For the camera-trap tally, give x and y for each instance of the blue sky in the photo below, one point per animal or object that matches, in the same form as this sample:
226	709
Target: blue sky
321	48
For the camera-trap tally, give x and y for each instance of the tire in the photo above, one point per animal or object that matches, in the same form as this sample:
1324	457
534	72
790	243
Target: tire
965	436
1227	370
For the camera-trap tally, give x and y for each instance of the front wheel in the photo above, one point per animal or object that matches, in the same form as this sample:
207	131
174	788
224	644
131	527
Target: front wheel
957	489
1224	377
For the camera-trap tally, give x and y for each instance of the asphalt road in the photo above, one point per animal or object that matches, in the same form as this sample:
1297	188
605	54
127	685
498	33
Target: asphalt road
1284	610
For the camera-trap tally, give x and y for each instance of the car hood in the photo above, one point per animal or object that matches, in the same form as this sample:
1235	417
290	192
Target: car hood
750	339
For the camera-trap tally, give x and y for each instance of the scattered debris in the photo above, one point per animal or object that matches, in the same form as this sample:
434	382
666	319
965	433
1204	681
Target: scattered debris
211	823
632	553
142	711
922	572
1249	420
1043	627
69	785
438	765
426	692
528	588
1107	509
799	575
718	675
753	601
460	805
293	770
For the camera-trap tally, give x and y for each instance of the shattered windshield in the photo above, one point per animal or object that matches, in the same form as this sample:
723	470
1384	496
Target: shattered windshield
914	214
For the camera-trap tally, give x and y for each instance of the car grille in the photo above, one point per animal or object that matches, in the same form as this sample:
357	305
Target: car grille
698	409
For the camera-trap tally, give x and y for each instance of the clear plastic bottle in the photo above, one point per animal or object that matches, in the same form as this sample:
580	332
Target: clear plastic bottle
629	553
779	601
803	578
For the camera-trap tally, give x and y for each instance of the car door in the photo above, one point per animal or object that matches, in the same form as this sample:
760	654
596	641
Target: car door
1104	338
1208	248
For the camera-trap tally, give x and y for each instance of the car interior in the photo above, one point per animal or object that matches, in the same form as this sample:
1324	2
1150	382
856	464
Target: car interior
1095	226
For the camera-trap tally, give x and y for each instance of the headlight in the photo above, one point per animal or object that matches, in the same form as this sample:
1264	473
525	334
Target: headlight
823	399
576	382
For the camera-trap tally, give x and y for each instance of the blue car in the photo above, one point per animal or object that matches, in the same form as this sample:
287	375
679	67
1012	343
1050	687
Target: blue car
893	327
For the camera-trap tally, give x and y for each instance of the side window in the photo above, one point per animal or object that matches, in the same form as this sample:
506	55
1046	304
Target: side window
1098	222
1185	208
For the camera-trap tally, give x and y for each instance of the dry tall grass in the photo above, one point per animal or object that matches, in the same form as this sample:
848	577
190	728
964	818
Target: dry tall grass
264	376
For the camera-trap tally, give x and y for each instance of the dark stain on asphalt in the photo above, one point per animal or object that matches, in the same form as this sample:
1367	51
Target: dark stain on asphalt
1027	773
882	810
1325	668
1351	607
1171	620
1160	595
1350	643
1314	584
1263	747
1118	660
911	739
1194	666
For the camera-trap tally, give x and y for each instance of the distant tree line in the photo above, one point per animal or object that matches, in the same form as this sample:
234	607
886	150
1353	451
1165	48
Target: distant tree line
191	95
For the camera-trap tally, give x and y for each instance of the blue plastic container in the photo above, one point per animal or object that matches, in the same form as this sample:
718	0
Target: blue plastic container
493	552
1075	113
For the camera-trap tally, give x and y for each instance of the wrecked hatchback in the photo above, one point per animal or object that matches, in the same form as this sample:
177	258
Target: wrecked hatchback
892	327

--

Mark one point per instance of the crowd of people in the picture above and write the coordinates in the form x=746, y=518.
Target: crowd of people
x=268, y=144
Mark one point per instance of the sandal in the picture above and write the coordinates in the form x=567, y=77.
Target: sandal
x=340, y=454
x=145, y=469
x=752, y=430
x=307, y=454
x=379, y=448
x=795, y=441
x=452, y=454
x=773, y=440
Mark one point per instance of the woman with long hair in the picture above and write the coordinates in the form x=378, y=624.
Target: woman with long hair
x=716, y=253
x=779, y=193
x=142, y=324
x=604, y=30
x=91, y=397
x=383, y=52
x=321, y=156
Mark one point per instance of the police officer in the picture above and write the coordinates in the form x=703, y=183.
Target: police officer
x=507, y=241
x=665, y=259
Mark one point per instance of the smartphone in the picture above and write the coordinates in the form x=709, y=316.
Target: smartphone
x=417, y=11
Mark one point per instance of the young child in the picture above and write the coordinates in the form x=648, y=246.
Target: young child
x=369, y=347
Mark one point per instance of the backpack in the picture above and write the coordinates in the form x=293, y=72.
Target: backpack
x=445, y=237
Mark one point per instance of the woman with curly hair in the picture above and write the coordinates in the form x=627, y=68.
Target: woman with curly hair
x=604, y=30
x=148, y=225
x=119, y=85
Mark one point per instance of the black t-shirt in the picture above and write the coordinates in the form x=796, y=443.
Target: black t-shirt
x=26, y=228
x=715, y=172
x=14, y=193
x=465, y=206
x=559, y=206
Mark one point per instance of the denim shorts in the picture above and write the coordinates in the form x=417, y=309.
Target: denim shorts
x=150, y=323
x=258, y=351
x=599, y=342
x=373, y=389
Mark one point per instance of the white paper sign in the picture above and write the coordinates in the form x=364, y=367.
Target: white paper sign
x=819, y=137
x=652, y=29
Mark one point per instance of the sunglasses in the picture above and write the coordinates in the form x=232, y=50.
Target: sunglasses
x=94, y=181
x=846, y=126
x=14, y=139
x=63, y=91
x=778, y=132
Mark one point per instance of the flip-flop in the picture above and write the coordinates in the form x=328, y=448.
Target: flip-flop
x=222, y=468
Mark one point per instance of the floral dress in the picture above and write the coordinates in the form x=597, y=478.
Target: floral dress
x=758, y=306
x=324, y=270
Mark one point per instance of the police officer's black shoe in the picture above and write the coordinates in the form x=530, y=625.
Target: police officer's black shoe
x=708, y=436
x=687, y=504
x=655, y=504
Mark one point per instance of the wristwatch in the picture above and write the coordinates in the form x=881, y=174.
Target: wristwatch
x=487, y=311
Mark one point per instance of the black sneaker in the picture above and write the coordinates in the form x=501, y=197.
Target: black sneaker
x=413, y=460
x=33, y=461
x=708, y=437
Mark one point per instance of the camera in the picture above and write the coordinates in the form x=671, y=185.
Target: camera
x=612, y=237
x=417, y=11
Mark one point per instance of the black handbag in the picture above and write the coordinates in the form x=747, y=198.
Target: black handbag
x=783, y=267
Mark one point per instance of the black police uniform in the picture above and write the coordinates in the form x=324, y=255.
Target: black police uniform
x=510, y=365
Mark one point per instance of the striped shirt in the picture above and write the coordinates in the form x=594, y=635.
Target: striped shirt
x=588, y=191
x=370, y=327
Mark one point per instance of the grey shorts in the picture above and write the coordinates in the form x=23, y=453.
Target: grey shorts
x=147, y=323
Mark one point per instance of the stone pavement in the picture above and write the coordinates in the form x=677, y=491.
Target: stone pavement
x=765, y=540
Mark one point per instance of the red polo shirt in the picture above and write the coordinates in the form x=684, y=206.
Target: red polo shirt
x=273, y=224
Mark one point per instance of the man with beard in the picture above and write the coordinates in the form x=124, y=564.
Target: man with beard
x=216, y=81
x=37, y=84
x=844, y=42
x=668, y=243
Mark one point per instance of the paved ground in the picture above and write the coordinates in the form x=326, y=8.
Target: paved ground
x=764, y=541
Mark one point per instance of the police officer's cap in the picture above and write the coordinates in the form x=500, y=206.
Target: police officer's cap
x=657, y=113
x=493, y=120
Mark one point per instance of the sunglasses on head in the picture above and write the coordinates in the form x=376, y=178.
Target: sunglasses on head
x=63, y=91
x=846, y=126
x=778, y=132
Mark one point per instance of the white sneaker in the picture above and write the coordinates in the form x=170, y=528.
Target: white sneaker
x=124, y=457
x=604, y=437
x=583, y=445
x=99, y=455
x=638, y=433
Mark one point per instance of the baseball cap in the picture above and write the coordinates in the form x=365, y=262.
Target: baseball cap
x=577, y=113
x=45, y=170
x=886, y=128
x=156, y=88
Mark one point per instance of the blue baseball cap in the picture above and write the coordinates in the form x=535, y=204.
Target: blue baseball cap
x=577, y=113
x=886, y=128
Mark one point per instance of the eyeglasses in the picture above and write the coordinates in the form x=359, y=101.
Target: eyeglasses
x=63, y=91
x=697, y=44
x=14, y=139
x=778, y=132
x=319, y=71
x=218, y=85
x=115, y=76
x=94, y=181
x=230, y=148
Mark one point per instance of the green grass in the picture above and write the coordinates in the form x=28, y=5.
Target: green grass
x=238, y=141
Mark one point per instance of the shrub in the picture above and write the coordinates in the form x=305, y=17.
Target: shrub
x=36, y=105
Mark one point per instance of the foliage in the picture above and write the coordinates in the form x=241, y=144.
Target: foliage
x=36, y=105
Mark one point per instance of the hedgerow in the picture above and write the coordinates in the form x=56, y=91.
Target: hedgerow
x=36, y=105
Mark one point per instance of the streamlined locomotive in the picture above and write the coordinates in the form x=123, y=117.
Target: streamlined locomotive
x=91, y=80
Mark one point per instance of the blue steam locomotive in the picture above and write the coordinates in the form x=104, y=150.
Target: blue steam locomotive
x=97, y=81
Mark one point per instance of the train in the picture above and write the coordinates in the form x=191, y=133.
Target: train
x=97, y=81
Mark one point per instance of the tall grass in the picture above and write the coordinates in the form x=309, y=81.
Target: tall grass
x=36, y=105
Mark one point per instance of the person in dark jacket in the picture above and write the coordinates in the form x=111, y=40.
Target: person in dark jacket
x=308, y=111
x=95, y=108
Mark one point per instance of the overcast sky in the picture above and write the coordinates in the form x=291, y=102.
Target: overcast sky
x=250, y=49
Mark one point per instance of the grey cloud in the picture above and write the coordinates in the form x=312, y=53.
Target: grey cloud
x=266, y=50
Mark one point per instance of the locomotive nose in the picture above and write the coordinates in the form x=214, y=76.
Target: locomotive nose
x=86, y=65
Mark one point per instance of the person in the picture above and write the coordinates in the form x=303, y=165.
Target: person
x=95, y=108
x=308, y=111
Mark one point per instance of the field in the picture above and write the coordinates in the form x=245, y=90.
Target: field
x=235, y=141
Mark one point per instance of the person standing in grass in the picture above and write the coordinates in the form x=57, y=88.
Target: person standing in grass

* * *

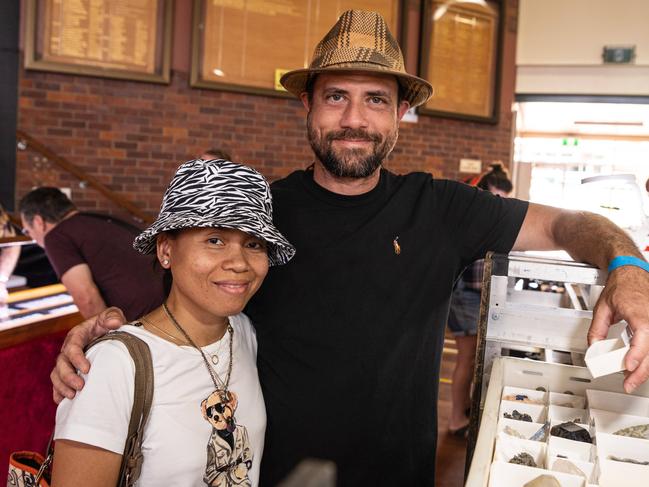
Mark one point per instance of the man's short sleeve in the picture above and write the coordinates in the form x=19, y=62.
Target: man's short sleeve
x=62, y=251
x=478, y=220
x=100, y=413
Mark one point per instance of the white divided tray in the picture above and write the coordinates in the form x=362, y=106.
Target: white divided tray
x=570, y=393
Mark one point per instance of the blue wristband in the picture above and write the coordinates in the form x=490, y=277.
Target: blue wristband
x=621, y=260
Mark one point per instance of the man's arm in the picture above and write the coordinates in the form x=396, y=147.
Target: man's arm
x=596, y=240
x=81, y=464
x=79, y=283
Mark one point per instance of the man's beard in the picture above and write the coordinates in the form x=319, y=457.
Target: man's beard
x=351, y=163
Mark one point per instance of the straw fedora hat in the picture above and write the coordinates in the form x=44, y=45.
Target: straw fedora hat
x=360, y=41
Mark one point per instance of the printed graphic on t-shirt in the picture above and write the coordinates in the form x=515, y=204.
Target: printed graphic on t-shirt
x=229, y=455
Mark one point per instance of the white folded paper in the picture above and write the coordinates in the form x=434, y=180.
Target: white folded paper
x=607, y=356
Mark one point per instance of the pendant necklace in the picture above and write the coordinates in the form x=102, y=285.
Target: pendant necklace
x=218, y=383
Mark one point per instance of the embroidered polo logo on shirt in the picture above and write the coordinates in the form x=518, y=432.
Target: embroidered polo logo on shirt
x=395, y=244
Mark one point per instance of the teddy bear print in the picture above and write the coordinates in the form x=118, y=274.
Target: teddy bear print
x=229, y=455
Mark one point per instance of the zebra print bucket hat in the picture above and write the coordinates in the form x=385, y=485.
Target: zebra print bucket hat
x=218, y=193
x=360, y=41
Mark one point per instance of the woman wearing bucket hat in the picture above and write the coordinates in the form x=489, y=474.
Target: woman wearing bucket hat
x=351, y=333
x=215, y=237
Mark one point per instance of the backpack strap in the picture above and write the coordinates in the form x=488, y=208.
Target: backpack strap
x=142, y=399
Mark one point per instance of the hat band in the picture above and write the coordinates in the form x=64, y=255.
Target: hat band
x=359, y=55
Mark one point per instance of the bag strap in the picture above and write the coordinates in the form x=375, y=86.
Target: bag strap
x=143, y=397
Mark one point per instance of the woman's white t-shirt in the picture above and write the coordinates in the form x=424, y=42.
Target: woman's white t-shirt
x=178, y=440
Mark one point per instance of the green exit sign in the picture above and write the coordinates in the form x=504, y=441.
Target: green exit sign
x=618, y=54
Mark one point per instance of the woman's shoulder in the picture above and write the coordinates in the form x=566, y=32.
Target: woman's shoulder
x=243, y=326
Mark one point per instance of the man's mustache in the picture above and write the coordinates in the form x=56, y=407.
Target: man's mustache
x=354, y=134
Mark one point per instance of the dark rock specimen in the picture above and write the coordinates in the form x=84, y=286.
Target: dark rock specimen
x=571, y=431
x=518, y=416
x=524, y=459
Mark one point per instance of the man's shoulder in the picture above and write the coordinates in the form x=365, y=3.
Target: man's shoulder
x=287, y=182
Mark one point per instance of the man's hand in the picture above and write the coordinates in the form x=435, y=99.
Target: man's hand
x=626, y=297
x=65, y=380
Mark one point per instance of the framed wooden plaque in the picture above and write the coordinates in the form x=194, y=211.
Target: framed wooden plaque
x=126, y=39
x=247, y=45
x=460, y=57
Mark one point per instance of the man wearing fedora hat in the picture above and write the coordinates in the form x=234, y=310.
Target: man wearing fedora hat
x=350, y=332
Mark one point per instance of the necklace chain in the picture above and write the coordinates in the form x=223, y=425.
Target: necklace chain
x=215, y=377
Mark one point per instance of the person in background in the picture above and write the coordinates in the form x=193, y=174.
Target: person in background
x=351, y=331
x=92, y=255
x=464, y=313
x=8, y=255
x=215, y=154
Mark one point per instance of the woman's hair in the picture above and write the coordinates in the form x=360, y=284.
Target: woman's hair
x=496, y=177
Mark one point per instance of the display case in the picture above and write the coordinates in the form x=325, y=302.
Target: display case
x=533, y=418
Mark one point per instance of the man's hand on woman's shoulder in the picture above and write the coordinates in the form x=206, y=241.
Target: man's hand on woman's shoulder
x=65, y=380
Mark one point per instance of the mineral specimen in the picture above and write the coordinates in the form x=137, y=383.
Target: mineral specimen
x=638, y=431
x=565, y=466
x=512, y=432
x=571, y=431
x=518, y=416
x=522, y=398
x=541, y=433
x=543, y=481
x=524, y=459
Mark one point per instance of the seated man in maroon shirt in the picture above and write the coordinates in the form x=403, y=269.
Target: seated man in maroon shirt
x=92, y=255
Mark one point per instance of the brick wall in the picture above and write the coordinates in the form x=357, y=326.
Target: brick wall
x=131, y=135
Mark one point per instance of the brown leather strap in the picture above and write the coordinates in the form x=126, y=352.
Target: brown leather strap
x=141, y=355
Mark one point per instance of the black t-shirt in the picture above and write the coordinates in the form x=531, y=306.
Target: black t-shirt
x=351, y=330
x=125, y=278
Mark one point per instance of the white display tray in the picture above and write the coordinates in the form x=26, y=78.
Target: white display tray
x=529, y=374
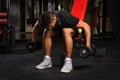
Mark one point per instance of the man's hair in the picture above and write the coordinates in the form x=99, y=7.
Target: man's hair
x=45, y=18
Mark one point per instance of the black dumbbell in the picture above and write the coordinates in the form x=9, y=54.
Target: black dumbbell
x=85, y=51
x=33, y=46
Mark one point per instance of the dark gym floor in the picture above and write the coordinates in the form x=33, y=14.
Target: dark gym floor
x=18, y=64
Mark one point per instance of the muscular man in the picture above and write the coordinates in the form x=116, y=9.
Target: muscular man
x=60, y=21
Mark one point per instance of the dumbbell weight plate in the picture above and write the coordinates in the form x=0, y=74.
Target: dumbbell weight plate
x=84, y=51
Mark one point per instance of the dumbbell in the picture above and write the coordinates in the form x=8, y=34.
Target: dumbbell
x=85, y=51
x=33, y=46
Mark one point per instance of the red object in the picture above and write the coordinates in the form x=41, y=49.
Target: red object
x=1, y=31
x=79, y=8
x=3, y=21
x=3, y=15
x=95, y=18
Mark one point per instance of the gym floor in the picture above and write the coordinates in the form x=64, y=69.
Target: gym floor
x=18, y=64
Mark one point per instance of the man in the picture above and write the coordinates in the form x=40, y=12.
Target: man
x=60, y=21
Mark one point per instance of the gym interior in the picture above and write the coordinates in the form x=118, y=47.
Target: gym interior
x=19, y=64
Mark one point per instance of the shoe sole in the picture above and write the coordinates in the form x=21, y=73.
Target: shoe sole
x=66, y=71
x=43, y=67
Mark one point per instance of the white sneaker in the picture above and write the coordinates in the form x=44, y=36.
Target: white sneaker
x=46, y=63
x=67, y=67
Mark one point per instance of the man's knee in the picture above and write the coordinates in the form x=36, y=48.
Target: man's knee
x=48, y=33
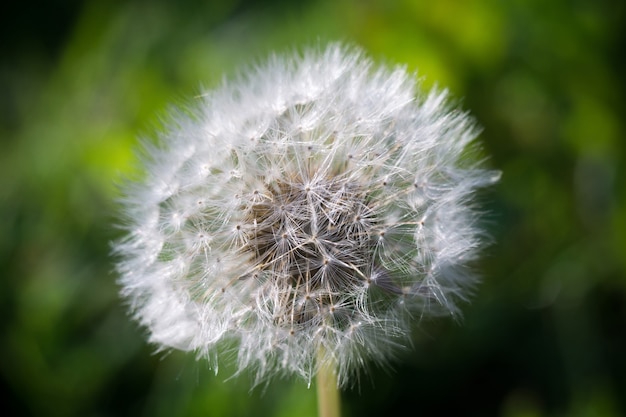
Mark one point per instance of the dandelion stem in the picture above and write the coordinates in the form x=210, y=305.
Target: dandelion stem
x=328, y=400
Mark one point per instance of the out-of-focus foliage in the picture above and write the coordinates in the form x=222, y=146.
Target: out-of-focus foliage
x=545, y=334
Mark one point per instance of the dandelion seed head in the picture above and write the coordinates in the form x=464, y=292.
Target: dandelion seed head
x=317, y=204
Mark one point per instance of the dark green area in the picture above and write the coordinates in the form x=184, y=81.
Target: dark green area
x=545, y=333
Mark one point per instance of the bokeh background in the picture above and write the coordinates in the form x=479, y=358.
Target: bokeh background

**Task description**
Beginning at the line with "Target: red polo shirt" and stopping after the line with "Mark one point per instance of the eyeglasses", please write out every line of the data above exactly and nothing else.

**Task output**
Target: red polo shirt
x=273, y=224
Mark one point per instance of the man with beard in the picture above and write the coordinates in the form x=124, y=564.
Target: man with beard
x=216, y=81
x=37, y=84
x=844, y=42
x=668, y=243
Mark one point per instance of the paved ground in the picture above and write the coordinates in the form x=326, y=8.
Target: paved ground
x=764, y=541
Mark one point per instance of the police officer's cap in the picture above and write the coordinates in the form x=500, y=206.
Target: police officer's cap
x=657, y=113
x=493, y=120
Mark one point per instance of the sunglasses on head in the picture above and write the coordinates in the form x=376, y=178.
Target: sunglasses on head
x=63, y=91
x=846, y=126
x=778, y=132
Mark one point per instance of the white sneaker in the picture above and write the coordinates in the form x=170, y=528.
Target: white sneaker
x=124, y=457
x=604, y=437
x=583, y=445
x=99, y=455
x=638, y=433
Mark one point per instance of the baseball cap in the picture above and write the coordinates in the form x=365, y=262.
Target: baseball cap
x=577, y=113
x=45, y=170
x=886, y=128
x=156, y=88
Mark one point per instance of the blue baseball cap in the picture above and write the coordinates in the form x=535, y=204.
Target: blue baseball cap
x=577, y=113
x=886, y=128
Mark one point per instance of the eyeglasses in the picture above and write the coordinates in the form x=359, y=101.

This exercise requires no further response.